▶ **TRAVAIL DEMANDÉ**:
• a. Citez l'article sur les 35 heures dans le secteur social entre « De 18 000 à » et « de leur établissement. », ces deux passages compris.
• b. Répondez aux questions suivantes à partir de l'article sur les 35 heures dans le secteur social.
(i) Combien d'emplois devraient être créés dans le secteur associatif social et médico-social selon la DGAS ?
(ii) Quel pourcentage d'emplois supplémentaires les partenaires sociaux ont-ils obtenu de la DGAS ?
(iii) Selon l'enquête de Promofaf, quelle part des embauches prévues en 1999-2000 au titre des 35 heures étaient des temps complets ?
• c. Poursuivez l'article sur les 35 heures dans le secteur social à partir de sa dernière phrase.

De 18 000 à 20 000 emplois devraient être créés dans le secteur associatif social et médico-social (1), au dire de la direction générale de l'action sociale (DGAS). Le premier objectif des 35 heures semble donc atteint. Par ailleurs, ces négociations ont été perçues comme une excellente occasion, pour une bonne partie des employeurs et des salariés, de remettre à plat ensemble l'organisation, voire le projet, de leur établissement.

Pourtant, l'enthousiasme de départ laisse place aujourd'hui à un certain désenchantement. Car, la complexité de la mise en œuvre, la pression des financeurs ou encore la dégradation des conditions de travail inspirent la perplexité, la déception, voire l'inquiétude, chez les travailleurs sociaux, les syndicalistes et les employeurs rencontrés au cours de notre enquête. En effet, appliquer une loi conçue pour le secteur marchand à des associations exerçant une mission de service public relève de la quadrature du cercle.

Début décembre, sur 5 000 accords passés à la commission nationale d'agrément, 70 % avaient reçu son aval. A l'heure où l'immense majorité des établissements a négocié (excepté ceux de moins de 20 salariés pour lesquels la loi ne s'appliquera qu'à partir de 2002), il devient possible, malgré le manque cruel de données officielles précises, de dessiner les grandes caractéristiques de ces accords. Ainsi, près de 80 % ont été signés sous les auspices de la loi Aubry I, qui propose des aides substantielles de l'Etat aux employeurs s'ils réduisent le temps de travail de 10 % et embauchent au moins 6 % de salariés.

Modération des salaires

Sur quels leviers les partenaires sociaux ont-ils joué pour compenser le différentiel de temps restant  (3 % ou 4 % selon les établissements)  ? Contrairement au secteur productif, la rationalisation de l'organisation ne permettant pas de dégager d'importants gains de productivité, il a fallu davantage faire pression sur le coût du travail. Les syndicats ont ainsi accepté le gel de la valeur du point depuis 1998, ainsi que la suspension du supplément familial. Bref, les salariés ont consenti une modération salariale « beaucoup plus importante que dans d'autres secteurs de l'économie », reconnaît Jean-Pierre Truffier, directeur des relations du travail à la Fédération des établissements hospitaliers d'assistance privés à but non lucratif (FEHAP).

Autre levier, les embauches de compensation. Au cours de rudes batailles, les partenaires sociaux ont arraché 7 %d'emplois supplémentaires à la DGAS, soit davantage que les 6 % prévus par la loi. Il n'empêche, «  nous sommes déçus que le ministère ait obligé de renégocier tous les accords prévoyant plus de 8 %d'embauches  », déplore Maryvonne Nicolle, secrétaire nationale de la CFDT Santé-sociaux. Comme elle, nombre d'employeurs et de syndicats doutent que le volume d'emplois créés suffise à compenser la réduction du temps de travail (RTT) et à assurer le maintien de la qualité du service aux usagers.

D'autant que la nature de ces nouveaux emplois ne manque pas d'interroger les faits. En effet, selon l'enquête annuelle menée auprès de ses adhérents par l'observatoire emplois-formation de Promofaf (2), l'organisme paritaire collecteur agréé de la branche associative sanitaire, sociale et médico- sociale, seulement 37 % des embauches prévues par les employeurs en 1999-2000 au titre des 35 heures étaient des temps complets. Alors que les contrats à mi-temps augmentaient de 15 %et ceux de moins de 15 heures hebdomadaires de 20 %.

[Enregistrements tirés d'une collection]
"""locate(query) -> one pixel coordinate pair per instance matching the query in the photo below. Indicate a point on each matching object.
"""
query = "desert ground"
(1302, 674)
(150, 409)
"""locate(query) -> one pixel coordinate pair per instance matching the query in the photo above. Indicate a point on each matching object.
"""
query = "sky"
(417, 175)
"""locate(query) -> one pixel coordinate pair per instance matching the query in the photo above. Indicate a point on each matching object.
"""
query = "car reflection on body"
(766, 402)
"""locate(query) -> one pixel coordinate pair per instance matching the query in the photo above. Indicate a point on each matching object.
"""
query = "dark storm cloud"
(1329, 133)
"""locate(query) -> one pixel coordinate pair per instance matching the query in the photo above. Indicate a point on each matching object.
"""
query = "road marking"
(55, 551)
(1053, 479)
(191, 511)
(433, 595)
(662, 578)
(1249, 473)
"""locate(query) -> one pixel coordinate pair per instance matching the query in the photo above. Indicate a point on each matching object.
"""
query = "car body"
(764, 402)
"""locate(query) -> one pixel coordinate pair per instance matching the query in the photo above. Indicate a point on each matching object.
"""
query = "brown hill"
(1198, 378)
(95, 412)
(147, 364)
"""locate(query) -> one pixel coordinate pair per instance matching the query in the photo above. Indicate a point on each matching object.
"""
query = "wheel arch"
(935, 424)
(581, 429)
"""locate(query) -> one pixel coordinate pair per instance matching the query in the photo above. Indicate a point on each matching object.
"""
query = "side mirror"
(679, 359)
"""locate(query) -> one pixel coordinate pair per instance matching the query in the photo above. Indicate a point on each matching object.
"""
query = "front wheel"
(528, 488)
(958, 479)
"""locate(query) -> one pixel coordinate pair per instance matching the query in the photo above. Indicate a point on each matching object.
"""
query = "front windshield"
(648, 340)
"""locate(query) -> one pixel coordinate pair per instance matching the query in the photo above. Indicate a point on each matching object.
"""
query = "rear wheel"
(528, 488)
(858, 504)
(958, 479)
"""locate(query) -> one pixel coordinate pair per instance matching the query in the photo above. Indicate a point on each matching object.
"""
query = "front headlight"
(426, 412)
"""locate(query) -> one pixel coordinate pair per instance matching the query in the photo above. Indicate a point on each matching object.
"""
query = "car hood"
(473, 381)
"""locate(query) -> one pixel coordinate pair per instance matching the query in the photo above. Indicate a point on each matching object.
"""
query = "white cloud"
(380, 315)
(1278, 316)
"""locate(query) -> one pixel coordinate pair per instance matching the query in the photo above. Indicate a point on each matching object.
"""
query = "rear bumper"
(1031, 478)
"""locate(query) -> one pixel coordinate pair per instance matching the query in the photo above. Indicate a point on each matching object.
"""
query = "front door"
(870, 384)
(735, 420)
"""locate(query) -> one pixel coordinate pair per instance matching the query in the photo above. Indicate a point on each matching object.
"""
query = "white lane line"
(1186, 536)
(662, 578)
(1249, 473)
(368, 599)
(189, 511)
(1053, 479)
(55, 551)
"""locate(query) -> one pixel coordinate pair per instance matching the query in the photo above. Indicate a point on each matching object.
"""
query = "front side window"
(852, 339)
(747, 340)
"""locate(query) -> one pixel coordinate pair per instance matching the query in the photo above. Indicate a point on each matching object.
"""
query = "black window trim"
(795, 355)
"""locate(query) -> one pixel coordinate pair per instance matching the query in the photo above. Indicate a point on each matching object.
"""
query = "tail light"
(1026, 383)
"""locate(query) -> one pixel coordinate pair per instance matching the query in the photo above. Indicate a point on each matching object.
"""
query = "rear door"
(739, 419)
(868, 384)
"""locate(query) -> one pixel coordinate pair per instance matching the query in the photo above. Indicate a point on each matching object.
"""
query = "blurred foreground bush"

▶ **RÉPONSES PAR TÂCHE**:
• a.
De 18 000 à 20 000 emplois devraient être créés dans le secteur associatif social et médico-social (1), au dire de la direction générale de l'action sociale (DGAS). Le premier objectif des 35 heures semble donc atteint. Par ailleurs, ces négociations ont été perçues comme une excellente occasion, pour une bonne partie des employeurs et des salariés, de remettre à plat ensemble l'organisation, voire le projet, de leur établissement.

• b.
(i) De 18 000 à 20 000 emplois.
(ii) 7 %.
(iii) Seulement 37 %.

• c.
Outre une précarisation accrue du travail, les syndicats non-signataires (UFAS-CGT, FNAS-FO, SUD Santé-sociaux) dénoncent une accélération de la déqualification. Afin de préserver au maximum le service direct aux usagers, les accords 35 heures prévoient en priorité la création de postes éducatifs - au détriment des personnels administratif et d'encadrement. Or cette orientation bute sur un obstacle de taille : la pénurie d'éducateurs spécialisés et de moniteurs-éducateurs. A cela s'ajoute la pression sur les budgets exercée par les financeurs à l'occasion des négociations.

35 HEURES : À SUIVRE

Notre enquête comprend trois autres volets :

  Des embauches, mais en partie déqualifiées (voir ce numéro).

  Internat : quelle identité pour l'éducateur spécialisé ? (à paraître).

  Les 35 heures, pour le pire comme pour le meilleur (à paraître).

Quant aux salariés en place, comment vivent-ils le passage aux 35 heures ? Dans l'ensemble, ils l'accueillent favorablement. Même si, pour certains, cet acquis est cher payé. En effet, l'application de la RTT renforce les disparités des conditions de travail entre les établissements. Car les accords, selon qu'ils ont été signés sous l'égide de la loi Aubry I ou II, et surtout suivant les rapports de force entre employeurs et salariés, ont plus ou moins remis en cause les « avantages acquis ». D'autant que le ministère «  a poussé en faveur de l'annualisation et de la transformation des congés trimestriels en jours de réduction du temps de travail », s'agace le Syndicat général des organismes privés sanitaires et sociaux à but non lucratif .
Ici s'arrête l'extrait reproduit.